§ Selected extract
= Beginning of Section =

It’s essential not to belittle a married user by indicating that they’re deliberately ruining their relationship or it’s in some way cheating or unclean. There’s a common misconception that the ex-user is worst in this aspect. This conception has some substance, but is generally due to the willpower method of stopping. Because the ex-user — although having kicked the habit — still retains part of the brainwashing and still believes they’ve made a sacrifice. They feel vulnerable and their natural defense mechanism is to attack the porn user.

This might boost the ex-user’s ego, but it does nothing to help the user. All it does is put their back up against the wall, making them feel even more wretched and consequently their need for porn even greater. Although the change in the medical establishment’s attitude to internet porn is the main reason why many users are quitting, it doesn’t make it any easier to do so. In fact, it makes it a great deal harder. Most users nowadays believe they’re stopping primarily for health reasons. This isn’t strictly true.

Although the enormous health risk is obviously the chief reason for quitting, users have been sabotaging their virility for years and it hasn’t made the slightest bit of difference. The main reason why users are stopping is because society is beginning to see porn unmasked for what it is: drug addiction. Societies’ attitudes are slowly changing: many partners would now ask questions if you’re on your laptop in the middle of the night.

Complete bans on porn in some countries or the unavailability of internet are classic examples of the travelling user’s dilemma. Generally they take the attitude that it will help them cut down on their intake. The result being that instead of one or two a day, neither of which they would have enjoyed, they abstain for an entire week. During this enforced period of abstinence however, not only will they be mentally deprived waiting for their reward, their body is craving too. Oh, how precious that online harem visit is when they’re eventually allowed.

Enforced abstinences don’t actually cut down the intake because the user just indulges themselves even more when finally allowed to be alone. All it does is to engrain in the user’s mind how precious internet porn is and how dependent they are upon it. The most insidious aspect of this enforced abstinence is its effect on adolescents. We allow the hijackers of ‘freedom of expression’, the porn producers, to target unfortunate teenagers to get them hooked in the first place. Then, at what is probably the most stressful period in their lives, when, in their deluded minds, they need porn most of all, we blackmail them into giving up because of the harm they’re causing to themselves.

= End of Section =

§ Raw data
= Beginning of Section =

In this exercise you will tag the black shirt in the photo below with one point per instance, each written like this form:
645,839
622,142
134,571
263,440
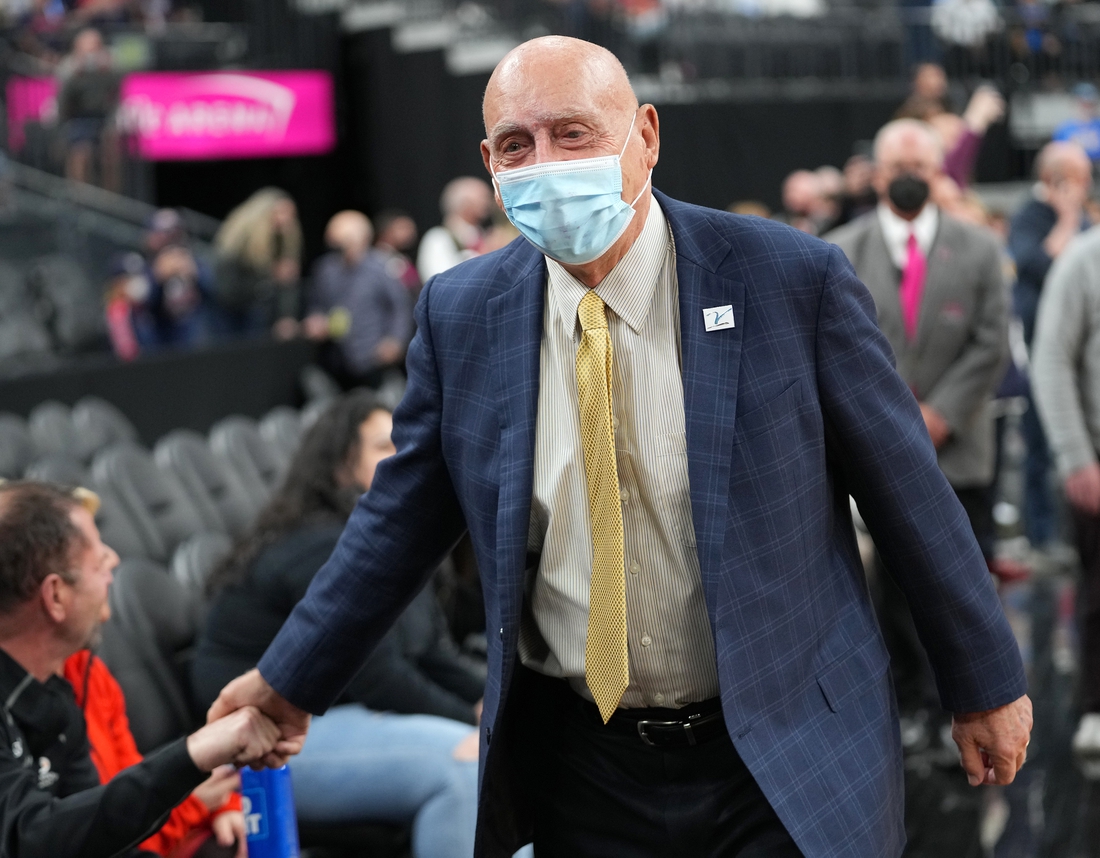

= End of Section =

§ Task
According to the passage on quitting internet porn, what is the main reason users are stopping? The records play no part in this work.

§ Response
Society is beginning to see porn unmasked for what it is: drug addiction.